Answer these questions from the book review below.
(a) How much does the paperback edition weigh?
(b) How many maps does the volume contain?
(c) Where and when was the review published?

BEGIN Extract to read

Gilbert M. Joseph, Timothy J. Henderson, eds. The Mexico Reader: History, Culture, Politics. Durham and London: Duke University Press, 2002. xiii + 792 pp. $25.95 (paper), ISBN 978-0-8223-3042-4; $94.95 (cloth), ISBN 978-0-8223-3006-6.
Reviewed by Timothy E. Anna (Department of History, University of Manitoba)
Published on H-LatAm (July, 2005)
A Big Book for a Big Country
Pity the poor undergraduate who has to carry this massive anthology of readings in Mexican history around in a backpack. At just under eight hundred pages, and weighing three pounds in paperback (compared to the average paperback at one or one and a half pounds), it is enormous, although the paperback edition is undoubtedly reasonably priced. On the other hand, one can envy the student who experiences this volume under the direction of a skilled classroom instructor who can bring its over eighty entries to life. It could be the foundation of an exciting course, particularly focusing on popular culture and society from pre-Columbian times to the present. You will not find a more varied or fearless introductory volume to Mexican studies.
Part of a series of similar books of readings on individual Latin American countries by Duke University Press, the volume is well presented, stoutly bound, filled with many black and white photographs, seven pages of acknowledgment of copyrights, brief suggestions for further reading in English, and, unfortunately, only one map. Many of the entries have been abridged. Translations are by the editors, and they are expertly done, given the fact that many of the readings are vernacular or idiosyncratic. Translations of the more eccentric items convey their meaning clearly, but while they are not plodding, neither do they soar or capture the force of the original. The choice of texts and documents, and for that matter the whole direction and tone of the volume, reflects absolutely state of the art perceptions. I characterized the volume as fearless because it includes a number of readings describing brutal mistreatment of peasants and workers, political and social protest, and intense conflict, critical passages not normally included in anthologies.

END Extract to read
BEGIN Available data

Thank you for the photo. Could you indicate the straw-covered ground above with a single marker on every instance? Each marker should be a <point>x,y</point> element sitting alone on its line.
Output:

END Available data

| Exercise result |
(a) Three pounds
(b) Only one
(c) On H-LatAm, in July 2005